We can answer questions on everything timber related, from species to source, mill to product, production line to MMC, carbon sequestered to carbon stored. With the recent merger of the supply and specifier organisations, we have united the whole supply chain, making us interdisciplinary.
“I believe we need to be interdisciplinary if we are to make a difference and significantly reduce our carbon emissions.”
Tabitha Binding, Timber Development UK
What are the greatest challenges facing the industry today and how do you help to address them?
The biggest challenge is the understanding of timber at a personal, business and industry level. Perhaps unfairly, timber has been caught up in the aftermath of the devasting Grenfell tragedy, but it has provided an opportunity for the industry to look at regulations, testing and accreditation procedures. We’ve started working with partners to find any gaps in all these areas and we now work to address them with appropriate solutions.
Can you tell us about a project that you loved working on which exemplifies your work?
I run an interdisciplinary student challenge which has grown and improved over its iterations. We bring together timber professionals and design professionals to educate participants and to network with each other. The events also open doors to potential employers for the students, so it has multiple benefits!
We started in 2018 and in that year, 60 third year architects, engineers and landscape architecture students designed a timber car park! The following year, we included QS’s and looked at student accommodation on top of an existing building. In 2020, we worked with a client to design a housing scheme on a live site, introducing Passivhaus principles.

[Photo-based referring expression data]
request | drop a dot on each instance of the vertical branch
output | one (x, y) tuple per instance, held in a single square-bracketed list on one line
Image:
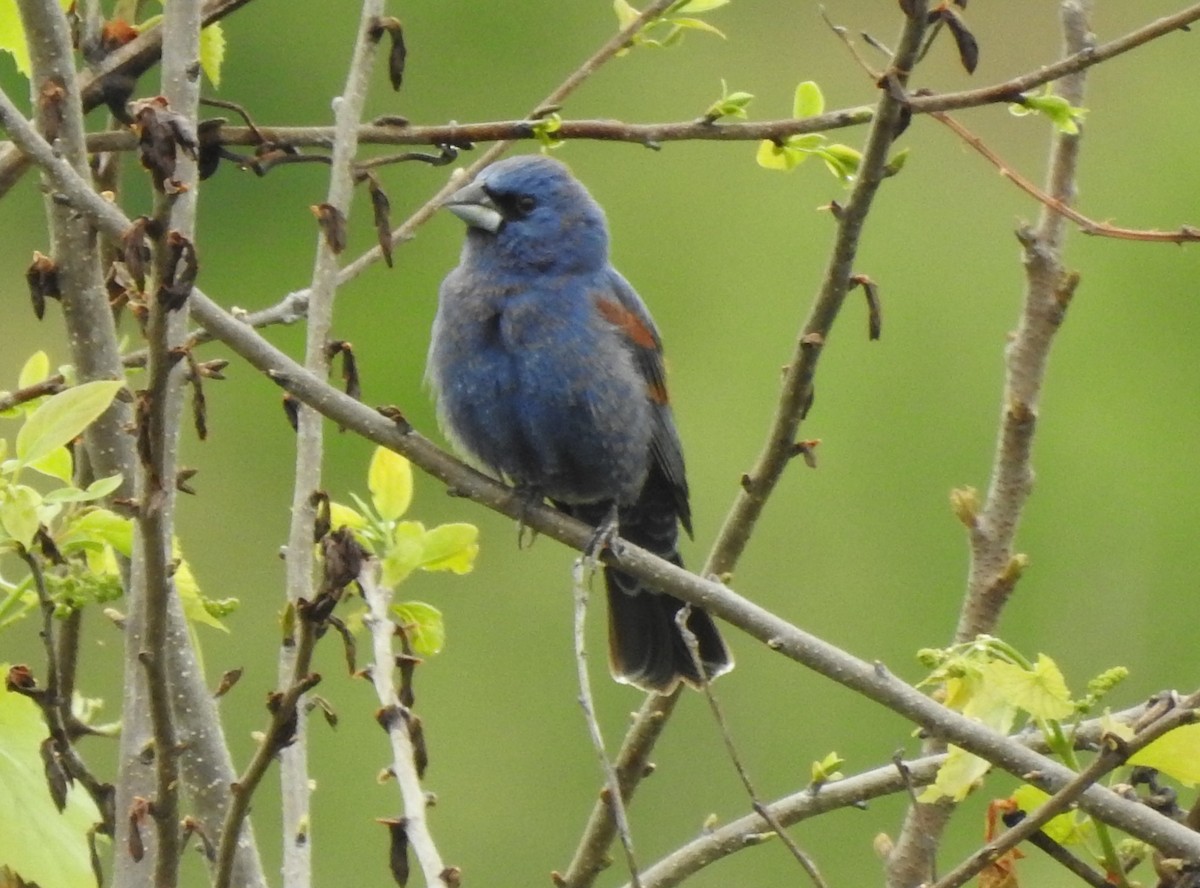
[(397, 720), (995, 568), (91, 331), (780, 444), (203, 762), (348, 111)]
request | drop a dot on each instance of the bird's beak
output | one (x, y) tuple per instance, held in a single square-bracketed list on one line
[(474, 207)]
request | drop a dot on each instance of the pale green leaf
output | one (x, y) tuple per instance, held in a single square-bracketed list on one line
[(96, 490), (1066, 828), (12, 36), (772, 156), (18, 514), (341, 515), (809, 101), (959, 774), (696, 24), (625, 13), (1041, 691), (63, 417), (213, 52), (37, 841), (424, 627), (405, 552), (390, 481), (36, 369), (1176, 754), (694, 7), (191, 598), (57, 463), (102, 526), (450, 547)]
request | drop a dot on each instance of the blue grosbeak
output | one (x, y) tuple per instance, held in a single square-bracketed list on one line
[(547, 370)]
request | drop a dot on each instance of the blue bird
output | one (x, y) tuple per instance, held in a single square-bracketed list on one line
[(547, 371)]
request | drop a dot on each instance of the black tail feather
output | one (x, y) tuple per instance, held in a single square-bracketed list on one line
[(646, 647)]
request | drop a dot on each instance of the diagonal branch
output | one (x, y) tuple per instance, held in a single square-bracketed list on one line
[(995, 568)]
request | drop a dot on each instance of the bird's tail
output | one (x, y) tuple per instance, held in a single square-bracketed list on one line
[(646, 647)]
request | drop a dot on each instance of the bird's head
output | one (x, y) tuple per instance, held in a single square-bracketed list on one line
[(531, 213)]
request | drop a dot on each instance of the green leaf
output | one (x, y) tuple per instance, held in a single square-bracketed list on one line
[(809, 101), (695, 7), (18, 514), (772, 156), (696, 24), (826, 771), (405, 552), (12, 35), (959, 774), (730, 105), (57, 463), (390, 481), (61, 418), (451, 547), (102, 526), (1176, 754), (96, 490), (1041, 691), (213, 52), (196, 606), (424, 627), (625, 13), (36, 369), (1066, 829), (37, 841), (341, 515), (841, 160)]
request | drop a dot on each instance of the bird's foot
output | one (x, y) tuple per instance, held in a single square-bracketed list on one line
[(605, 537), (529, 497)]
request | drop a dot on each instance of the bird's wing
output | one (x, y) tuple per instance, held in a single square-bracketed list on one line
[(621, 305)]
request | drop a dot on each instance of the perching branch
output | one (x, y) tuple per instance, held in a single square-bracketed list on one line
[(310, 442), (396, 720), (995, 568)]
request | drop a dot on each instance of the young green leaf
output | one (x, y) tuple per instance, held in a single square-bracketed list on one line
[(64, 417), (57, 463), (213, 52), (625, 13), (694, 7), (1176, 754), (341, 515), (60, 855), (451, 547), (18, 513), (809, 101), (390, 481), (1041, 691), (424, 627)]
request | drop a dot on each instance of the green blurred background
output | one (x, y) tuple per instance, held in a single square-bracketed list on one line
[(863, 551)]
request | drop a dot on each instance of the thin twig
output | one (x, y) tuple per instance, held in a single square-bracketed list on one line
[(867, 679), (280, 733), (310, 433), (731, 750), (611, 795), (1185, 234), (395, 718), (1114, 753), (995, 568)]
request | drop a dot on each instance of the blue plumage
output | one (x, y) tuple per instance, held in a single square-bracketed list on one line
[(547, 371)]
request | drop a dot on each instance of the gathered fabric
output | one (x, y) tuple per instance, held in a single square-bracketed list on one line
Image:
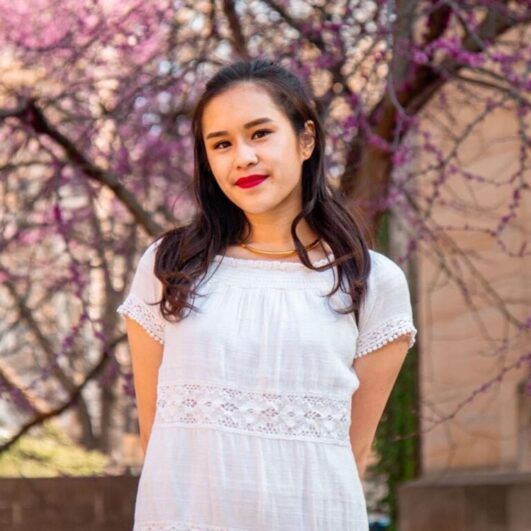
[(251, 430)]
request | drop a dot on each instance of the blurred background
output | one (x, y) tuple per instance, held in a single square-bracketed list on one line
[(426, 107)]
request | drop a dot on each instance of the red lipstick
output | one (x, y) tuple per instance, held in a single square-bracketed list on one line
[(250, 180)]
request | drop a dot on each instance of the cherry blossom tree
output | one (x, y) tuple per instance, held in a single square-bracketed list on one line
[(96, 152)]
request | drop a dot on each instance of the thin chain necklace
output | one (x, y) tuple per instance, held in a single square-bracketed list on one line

### Exercise prompt
Reproduce word for word the part of the timber industry interview above that runs from "Tabitha Binding, Timber" to "exemplifies your work?".

### Solution
Tabitha Binding, Timber Development UK
What are the greatest challenges facing the industry today and how do you help to address them?
The biggest challenge is the understanding of timber at a personal, business and industry level. Perhaps unfairly, timber has been caught up in the aftermath of the devasting Grenfell tragedy, but it has provided an opportunity for the industry to look at regulations, testing and accreditation procedures. We’ve started working with partners to find any gaps in all these areas and we now work to address them with appropriate solutions.
Can you tell us about a project that you loved working on which exemplifies your work?